[Opening Input section]

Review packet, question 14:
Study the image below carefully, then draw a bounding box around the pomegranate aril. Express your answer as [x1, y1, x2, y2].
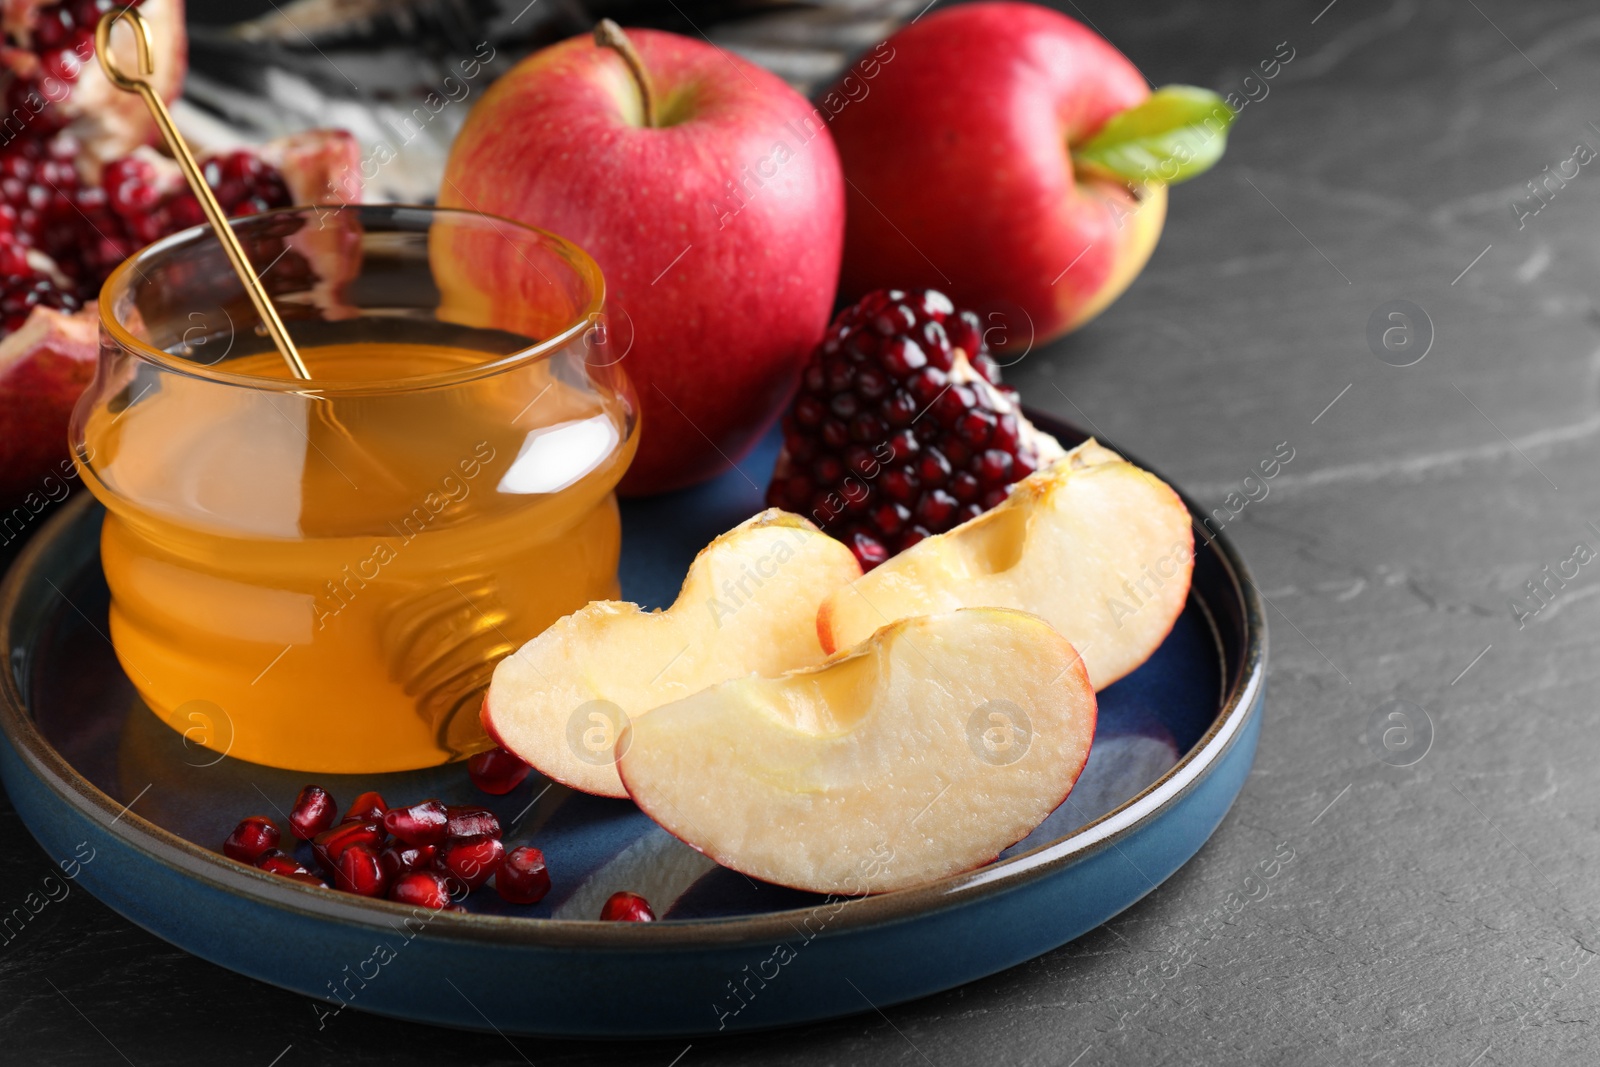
[334, 844, 391, 897]
[934, 385, 975, 427]
[873, 304, 916, 336]
[223, 816, 280, 864]
[848, 531, 889, 571]
[916, 490, 957, 527]
[495, 847, 552, 905]
[921, 321, 954, 371]
[289, 786, 338, 841]
[379, 843, 438, 881]
[786, 432, 816, 464]
[383, 800, 449, 846]
[287, 871, 331, 889]
[882, 468, 918, 504]
[856, 366, 889, 399]
[600, 891, 656, 922]
[913, 288, 955, 321]
[950, 471, 980, 504]
[312, 819, 386, 871]
[780, 475, 812, 511]
[992, 414, 1020, 452]
[880, 337, 927, 377]
[843, 445, 874, 477]
[979, 449, 1014, 485]
[794, 395, 825, 427]
[957, 411, 995, 448]
[343, 791, 388, 823]
[467, 746, 532, 795]
[898, 526, 931, 552]
[948, 310, 982, 357]
[909, 367, 948, 405]
[850, 331, 881, 359]
[256, 849, 311, 878]
[824, 357, 854, 392]
[437, 835, 505, 891]
[883, 392, 917, 427]
[871, 502, 910, 537]
[917, 450, 952, 486]
[34, 10, 72, 49]
[444, 805, 501, 841]
[389, 869, 454, 910]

[Closing Input section]

• _Work task_:
Write every record out again exactly; no pictures belong in the copy.

• _Answer below_:
Review packet, question 14:
Study the image below carefully, then draw a bounding box around the pomegranate aril. Express your answer as [x1, y1, x2, y2].
[334, 844, 391, 897]
[934, 385, 975, 427]
[873, 304, 916, 336]
[223, 816, 280, 864]
[848, 531, 889, 571]
[916, 490, 957, 527]
[495, 847, 552, 905]
[921, 321, 954, 371]
[289, 786, 338, 841]
[379, 843, 438, 881]
[786, 432, 816, 464]
[383, 800, 449, 846]
[287, 871, 331, 889]
[882, 468, 918, 504]
[856, 366, 889, 399]
[600, 891, 656, 922]
[913, 288, 955, 321]
[950, 471, 980, 504]
[312, 819, 386, 871]
[780, 475, 812, 511]
[992, 414, 1020, 452]
[880, 337, 927, 377]
[843, 445, 874, 477]
[979, 449, 1014, 485]
[794, 395, 825, 427]
[957, 411, 995, 448]
[343, 791, 388, 823]
[467, 746, 532, 795]
[898, 526, 931, 552]
[948, 310, 982, 357]
[909, 367, 948, 405]
[850, 331, 881, 359]
[256, 849, 311, 878]
[824, 357, 854, 392]
[437, 835, 505, 891]
[883, 392, 917, 427]
[871, 502, 910, 537]
[917, 450, 952, 486]
[34, 10, 72, 49]
[444, 805, 501, 841]
[389, 869, 454, 910]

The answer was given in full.